## What to do
Write out word for word each line of the records, beginning at the first and stopping after the line with "the white polo". Leave the pictures out.
Entries shown below:
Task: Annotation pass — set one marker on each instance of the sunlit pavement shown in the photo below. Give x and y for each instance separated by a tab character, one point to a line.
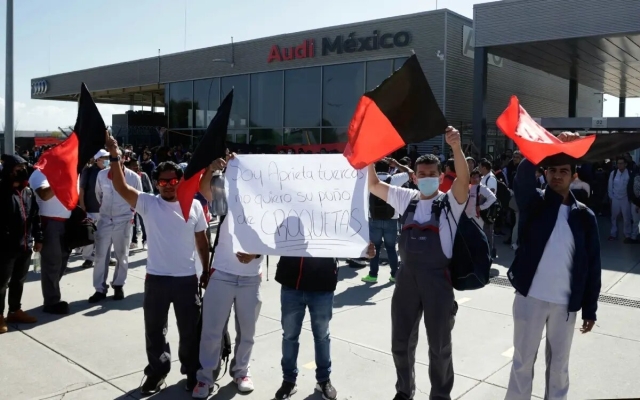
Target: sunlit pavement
97	352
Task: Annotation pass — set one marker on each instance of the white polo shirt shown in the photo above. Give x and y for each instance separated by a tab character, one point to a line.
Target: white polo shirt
51	208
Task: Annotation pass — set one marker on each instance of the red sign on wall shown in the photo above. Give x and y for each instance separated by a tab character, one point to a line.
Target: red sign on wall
305	50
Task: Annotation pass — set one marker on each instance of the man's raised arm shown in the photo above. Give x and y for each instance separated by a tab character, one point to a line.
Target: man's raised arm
129	194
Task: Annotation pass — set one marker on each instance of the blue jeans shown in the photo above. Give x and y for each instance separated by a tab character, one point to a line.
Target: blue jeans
292	304
387	230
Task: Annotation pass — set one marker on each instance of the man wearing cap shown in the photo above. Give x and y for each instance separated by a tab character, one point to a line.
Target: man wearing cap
54	254
114	227
88	200
19	227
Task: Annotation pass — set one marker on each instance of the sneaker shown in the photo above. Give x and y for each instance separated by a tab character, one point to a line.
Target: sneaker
60	308
201	391
287	390
151	385
327	390
370	279
245	384
118	293
97	297
21	317
191	383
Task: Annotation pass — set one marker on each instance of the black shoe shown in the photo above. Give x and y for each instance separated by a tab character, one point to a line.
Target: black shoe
151	385
61	308
192	381
97	297
287	390
118	293
327	390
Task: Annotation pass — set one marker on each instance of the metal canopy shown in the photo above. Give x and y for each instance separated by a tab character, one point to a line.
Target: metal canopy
610	65
595	42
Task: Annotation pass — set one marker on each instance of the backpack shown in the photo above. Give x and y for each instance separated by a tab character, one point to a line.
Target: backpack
379	208
225	351
471	261
489	215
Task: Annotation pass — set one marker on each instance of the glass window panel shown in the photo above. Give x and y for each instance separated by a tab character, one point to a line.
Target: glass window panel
334	135
265	136
342	87
266	99
239	118
301	136
181	105
398	62
206	99
378	71
302	97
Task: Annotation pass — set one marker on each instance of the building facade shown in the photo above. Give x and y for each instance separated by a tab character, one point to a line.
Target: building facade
300	90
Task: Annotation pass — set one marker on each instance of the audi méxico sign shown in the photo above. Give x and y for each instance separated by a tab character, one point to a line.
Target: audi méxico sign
341	44
39	87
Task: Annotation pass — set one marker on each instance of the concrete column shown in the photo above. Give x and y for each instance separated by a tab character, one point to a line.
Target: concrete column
479	99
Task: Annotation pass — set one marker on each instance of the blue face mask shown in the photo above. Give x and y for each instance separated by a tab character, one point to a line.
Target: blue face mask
428	186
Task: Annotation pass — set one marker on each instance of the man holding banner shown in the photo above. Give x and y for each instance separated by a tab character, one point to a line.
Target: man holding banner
423	285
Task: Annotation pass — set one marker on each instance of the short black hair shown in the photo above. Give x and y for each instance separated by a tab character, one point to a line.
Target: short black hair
452	165
167	166
484	163
429	159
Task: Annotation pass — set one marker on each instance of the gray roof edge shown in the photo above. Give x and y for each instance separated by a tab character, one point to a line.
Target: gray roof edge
274	37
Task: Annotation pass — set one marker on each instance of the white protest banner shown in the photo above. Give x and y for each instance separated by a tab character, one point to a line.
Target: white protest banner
311	205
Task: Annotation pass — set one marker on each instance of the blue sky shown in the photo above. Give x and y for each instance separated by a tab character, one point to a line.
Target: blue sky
56	36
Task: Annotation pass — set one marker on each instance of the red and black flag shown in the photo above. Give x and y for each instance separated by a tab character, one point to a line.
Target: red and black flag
62	164
400	111
213	145
541	147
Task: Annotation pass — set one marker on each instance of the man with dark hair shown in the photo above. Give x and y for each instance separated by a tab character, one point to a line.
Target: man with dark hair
20	226
423	286
556	272
171	270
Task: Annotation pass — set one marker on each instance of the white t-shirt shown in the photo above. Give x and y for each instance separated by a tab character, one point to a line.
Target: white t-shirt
52	207
399	198
171	240
487	199
552	281
226	260
396	180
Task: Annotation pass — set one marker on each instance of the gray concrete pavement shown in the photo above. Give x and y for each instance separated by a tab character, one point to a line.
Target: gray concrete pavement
97	352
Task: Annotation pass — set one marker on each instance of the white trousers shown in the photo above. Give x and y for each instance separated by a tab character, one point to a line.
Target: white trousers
530	317
87	251
635	216
117	233
621	206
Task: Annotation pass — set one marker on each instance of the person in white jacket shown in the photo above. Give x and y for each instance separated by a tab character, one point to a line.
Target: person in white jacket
114	227
480	198
617	188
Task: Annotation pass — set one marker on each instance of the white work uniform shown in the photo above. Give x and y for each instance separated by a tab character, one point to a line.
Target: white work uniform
114	227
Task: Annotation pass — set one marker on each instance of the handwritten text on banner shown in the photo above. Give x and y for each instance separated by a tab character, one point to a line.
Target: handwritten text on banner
313	205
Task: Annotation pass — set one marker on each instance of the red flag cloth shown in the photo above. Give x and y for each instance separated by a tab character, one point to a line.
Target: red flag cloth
535	142
212	146
402	110
62	164
59	165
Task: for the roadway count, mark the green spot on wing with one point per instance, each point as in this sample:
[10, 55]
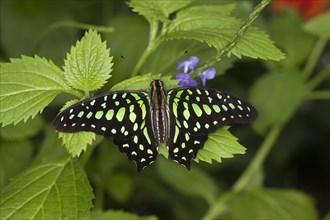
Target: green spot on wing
[197, 110]
[207, 109]
[120, 114]
[109, 114]
[99, 114]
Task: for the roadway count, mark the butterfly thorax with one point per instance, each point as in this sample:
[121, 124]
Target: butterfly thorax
[159, 113]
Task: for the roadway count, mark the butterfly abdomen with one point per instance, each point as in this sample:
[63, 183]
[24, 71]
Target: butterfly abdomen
[160, 115]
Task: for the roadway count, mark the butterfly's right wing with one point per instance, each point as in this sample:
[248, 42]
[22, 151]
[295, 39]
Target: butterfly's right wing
[198, 112]
[121, 116]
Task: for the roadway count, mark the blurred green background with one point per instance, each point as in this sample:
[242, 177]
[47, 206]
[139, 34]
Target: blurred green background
[299, 159]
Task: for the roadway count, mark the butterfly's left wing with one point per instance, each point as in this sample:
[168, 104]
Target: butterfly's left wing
[121, 115]
[198, 112]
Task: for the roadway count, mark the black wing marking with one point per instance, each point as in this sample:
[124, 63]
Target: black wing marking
[142, 148]
[202, 111]
[196, 112]
[117, 115]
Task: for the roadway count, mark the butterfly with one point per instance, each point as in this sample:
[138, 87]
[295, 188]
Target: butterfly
[139, 121]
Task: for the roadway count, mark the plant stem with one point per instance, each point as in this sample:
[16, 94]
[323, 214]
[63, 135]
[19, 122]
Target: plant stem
[224, 51]
[221, 203]
[152, 45]
[314, 57]
[319, 95]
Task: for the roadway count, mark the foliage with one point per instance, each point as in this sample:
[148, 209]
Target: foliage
[39, 180]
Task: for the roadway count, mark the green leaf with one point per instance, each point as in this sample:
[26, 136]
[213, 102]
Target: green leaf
[51, 148]
[56, 190]
[158, 9]
[214, 26]
[27, 86]
[257, 44]
[14, 157]
[276, 97]
[143, 82]
[319, 26]
[88, 66]
[220, 144]
[118, 215]
[272, 204]
[77, 142]
[192, 183]
[23, 129]
[120, 187]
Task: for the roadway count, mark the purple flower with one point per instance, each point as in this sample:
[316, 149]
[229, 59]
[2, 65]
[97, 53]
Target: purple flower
[186, 80]
[207, 74]
[188, 64]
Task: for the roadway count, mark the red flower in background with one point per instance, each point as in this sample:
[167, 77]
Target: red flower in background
[307, 8]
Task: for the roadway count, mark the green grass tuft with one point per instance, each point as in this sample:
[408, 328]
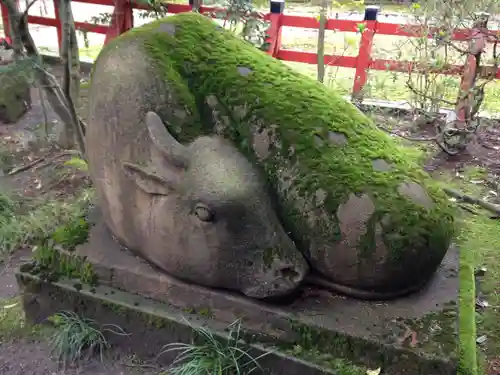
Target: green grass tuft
[75, 337]
[467, 322]
[212, 355]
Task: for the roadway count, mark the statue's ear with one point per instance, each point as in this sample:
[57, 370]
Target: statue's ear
[149, 181]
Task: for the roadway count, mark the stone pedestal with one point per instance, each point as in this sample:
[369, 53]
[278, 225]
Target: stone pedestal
[412, 335]
[15, 95]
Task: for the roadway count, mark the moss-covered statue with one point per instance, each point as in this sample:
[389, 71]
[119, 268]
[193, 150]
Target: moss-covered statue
[225, 168]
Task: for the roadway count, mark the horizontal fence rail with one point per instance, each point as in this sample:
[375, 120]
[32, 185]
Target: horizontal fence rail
[122, 20]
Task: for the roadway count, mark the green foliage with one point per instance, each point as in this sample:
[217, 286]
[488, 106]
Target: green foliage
[11, 318]
[212, 355]
[242, 18]
[38, 220]
[75, 337]
[77, 163]
[72, 234]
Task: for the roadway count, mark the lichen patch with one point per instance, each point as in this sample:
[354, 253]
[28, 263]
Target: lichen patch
[244, 71]
[353, 216]
[336, 138]
[380, 165]
[416, 194]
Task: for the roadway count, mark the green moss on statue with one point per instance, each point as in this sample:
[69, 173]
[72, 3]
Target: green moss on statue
[322, 155]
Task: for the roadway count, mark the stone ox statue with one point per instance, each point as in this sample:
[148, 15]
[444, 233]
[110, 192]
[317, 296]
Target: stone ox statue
[225, 168]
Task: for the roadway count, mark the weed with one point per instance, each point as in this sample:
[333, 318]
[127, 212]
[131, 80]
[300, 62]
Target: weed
[75, 336]
[11, 318]
[40, 220]
[212, 355]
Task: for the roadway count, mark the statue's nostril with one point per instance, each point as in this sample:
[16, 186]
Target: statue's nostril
[290, 274]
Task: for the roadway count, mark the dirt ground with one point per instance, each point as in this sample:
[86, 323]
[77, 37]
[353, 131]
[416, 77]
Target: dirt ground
[31, 355]
[28, 355]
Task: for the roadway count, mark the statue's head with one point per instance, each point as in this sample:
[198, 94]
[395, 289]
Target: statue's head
[208, 217]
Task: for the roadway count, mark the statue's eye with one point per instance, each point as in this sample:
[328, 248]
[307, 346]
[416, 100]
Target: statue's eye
[203, 213]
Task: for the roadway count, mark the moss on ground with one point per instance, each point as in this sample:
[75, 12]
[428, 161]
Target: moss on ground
[13, 323]
[54, 259]
[479, 247]
[199, 60]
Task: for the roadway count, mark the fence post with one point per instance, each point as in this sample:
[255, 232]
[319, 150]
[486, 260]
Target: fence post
[364, 53]
[466, 100]
[6, 21]
[59, 24]
[276, 9]
[196, 5]
[122, 19]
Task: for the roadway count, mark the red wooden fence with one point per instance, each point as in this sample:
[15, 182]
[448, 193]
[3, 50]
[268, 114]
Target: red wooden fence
[122, 20]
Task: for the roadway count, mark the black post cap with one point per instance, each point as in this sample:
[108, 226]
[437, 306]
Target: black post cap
[277, 6]
[371, 13]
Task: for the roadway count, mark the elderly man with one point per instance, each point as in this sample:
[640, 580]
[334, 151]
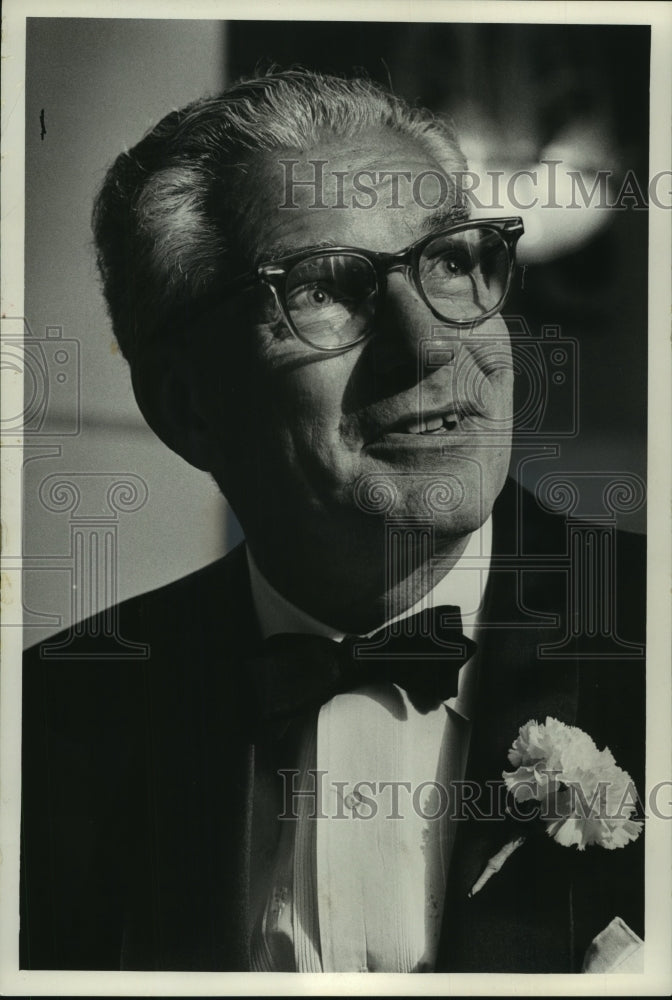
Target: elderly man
[299, 776]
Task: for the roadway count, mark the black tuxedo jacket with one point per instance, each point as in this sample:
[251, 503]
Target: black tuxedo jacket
[138, 772]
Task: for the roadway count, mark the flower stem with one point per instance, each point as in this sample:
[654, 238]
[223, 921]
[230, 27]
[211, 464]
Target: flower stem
[495, 863]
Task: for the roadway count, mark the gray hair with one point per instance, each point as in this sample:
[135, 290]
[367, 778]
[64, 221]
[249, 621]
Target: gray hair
[165, 218]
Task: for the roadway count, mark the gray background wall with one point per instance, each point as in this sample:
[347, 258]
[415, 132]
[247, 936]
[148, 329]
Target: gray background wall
[101, 84]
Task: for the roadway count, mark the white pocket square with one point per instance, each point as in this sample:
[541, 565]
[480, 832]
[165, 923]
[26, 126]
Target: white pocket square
[615, 949]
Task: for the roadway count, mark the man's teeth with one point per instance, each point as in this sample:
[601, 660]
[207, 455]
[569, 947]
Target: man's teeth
[433, 425]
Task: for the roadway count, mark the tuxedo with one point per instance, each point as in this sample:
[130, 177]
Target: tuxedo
[138, 771]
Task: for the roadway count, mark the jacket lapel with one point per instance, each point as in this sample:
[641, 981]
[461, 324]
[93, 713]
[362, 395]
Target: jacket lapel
[521, 918]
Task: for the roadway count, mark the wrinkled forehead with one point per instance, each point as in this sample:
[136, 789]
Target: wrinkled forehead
[379, 191]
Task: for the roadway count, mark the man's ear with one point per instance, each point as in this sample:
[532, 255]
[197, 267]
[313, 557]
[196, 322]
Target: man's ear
[170, 398]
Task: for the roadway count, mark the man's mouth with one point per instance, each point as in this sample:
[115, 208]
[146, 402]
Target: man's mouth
[432, 423]
[443, 424]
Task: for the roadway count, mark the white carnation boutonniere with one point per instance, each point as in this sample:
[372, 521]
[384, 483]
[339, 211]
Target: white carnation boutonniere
[577, 792]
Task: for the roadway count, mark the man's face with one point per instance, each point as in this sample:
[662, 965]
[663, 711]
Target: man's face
[301, 439]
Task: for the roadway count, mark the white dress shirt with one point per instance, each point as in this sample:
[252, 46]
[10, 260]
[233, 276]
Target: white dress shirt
[359, 887]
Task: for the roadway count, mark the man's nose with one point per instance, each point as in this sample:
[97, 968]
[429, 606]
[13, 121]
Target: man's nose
[405, 322]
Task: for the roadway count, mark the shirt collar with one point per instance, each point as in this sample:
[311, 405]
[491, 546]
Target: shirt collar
[462, 587]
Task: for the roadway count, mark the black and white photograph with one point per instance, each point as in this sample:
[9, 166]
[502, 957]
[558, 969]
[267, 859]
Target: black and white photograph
[339, 643]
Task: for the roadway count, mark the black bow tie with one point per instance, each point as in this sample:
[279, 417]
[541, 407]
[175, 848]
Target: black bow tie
[422, 654]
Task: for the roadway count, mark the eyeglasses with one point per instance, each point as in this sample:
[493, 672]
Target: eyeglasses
[330, 297]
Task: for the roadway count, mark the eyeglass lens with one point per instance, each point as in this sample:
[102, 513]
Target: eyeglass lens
[331, 298]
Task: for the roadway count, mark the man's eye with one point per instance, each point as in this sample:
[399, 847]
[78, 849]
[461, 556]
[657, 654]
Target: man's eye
[311, 297]
[451, 264]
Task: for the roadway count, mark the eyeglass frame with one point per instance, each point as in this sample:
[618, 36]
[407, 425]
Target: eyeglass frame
[274, 273]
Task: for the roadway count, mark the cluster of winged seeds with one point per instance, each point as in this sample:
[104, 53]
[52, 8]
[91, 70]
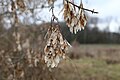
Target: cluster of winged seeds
[56, 48]
[75, 19]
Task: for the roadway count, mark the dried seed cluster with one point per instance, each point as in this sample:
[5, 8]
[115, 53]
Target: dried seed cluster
[56, 48]
[51, 1]
[76, 20]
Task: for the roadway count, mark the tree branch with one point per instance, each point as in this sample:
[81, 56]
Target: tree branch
[82, 7]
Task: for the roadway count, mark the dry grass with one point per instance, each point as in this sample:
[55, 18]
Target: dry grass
[88, 69]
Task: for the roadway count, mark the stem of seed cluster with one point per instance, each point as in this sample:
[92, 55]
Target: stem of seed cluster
[82, 7]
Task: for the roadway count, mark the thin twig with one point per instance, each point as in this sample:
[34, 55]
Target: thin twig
[82, 7]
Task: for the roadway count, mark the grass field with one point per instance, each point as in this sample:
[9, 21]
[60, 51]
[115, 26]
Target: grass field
[104, 65]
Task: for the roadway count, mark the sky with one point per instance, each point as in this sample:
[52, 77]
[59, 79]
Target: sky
[107, 9]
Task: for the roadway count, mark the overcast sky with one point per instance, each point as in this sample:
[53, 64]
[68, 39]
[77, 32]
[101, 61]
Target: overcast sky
[106, 9]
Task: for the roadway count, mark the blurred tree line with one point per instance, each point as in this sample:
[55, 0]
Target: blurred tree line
[91, 36]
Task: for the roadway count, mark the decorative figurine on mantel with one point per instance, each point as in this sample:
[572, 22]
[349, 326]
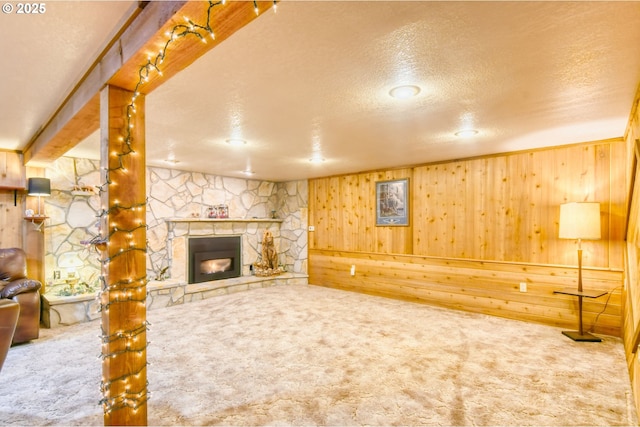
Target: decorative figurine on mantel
[268, 266]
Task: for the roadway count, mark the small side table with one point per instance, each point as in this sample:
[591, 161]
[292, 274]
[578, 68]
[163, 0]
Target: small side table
[580, 335]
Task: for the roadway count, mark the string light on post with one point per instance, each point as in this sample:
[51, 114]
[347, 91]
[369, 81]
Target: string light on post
[123, 224]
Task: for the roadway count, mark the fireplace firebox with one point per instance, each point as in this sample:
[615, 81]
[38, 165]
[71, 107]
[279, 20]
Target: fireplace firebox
[214, 258]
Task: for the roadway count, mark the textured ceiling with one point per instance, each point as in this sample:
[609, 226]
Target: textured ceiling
[313, 79]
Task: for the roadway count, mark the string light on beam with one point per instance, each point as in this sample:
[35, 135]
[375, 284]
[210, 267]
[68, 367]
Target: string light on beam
[118, 231]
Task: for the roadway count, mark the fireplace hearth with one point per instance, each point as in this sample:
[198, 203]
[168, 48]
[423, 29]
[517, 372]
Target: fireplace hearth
[214, 258]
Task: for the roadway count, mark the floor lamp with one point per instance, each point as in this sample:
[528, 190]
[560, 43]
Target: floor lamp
[580, 220]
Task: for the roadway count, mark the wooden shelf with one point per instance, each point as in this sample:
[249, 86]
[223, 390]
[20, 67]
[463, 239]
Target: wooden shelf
[246, 220]
[36, 218]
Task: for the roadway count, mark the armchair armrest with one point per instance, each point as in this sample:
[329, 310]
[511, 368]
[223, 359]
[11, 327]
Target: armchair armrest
[20, 286]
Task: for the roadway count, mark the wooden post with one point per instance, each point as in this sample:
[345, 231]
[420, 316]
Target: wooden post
[123, 230]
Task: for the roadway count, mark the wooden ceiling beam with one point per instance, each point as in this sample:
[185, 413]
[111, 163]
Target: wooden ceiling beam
[142, 37]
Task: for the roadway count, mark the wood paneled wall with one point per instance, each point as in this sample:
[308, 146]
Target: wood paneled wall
[631, 307]
[478, 228]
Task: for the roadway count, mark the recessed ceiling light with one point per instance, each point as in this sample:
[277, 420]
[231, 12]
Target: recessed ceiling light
[236, 142]
[404, 92]
[467, 133]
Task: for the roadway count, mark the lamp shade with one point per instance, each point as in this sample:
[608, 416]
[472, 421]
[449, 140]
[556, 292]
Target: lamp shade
[39, 187]
[580, 220]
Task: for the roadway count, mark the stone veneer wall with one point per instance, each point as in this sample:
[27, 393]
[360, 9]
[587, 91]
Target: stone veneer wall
[171, 194]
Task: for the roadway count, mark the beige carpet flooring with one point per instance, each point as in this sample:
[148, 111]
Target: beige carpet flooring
[306, 355]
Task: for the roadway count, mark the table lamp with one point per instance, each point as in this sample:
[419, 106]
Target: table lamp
[580, 220]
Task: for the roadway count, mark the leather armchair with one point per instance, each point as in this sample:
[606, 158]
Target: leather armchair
[15, 285]
[9, 312]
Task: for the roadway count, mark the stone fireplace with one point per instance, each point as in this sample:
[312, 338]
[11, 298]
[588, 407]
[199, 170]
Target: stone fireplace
[214, 258]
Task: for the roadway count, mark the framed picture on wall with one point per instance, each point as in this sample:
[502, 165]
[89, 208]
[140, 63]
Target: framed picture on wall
[392, 202]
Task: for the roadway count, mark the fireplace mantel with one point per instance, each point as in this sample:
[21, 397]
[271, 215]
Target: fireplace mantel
[245, 220]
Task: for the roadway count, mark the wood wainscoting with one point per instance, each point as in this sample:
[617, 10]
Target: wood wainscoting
[487, 287]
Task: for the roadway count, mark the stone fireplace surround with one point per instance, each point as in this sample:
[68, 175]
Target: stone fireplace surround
[62, 311]
[250, 230]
End of Entries shown.
## Answer
Task: Annotation pass — set one marker on each instance of the sunlit pavement shown in the photo below. Give x and y for each instance separated by a tab character, one point to a line.
Target: sunlit pavement
97	352
Task: Annotation pass — set one marker on each instance of the white polo shirt shown in the photo above. Give x and y for each instance separated by a tab character, one point to a line.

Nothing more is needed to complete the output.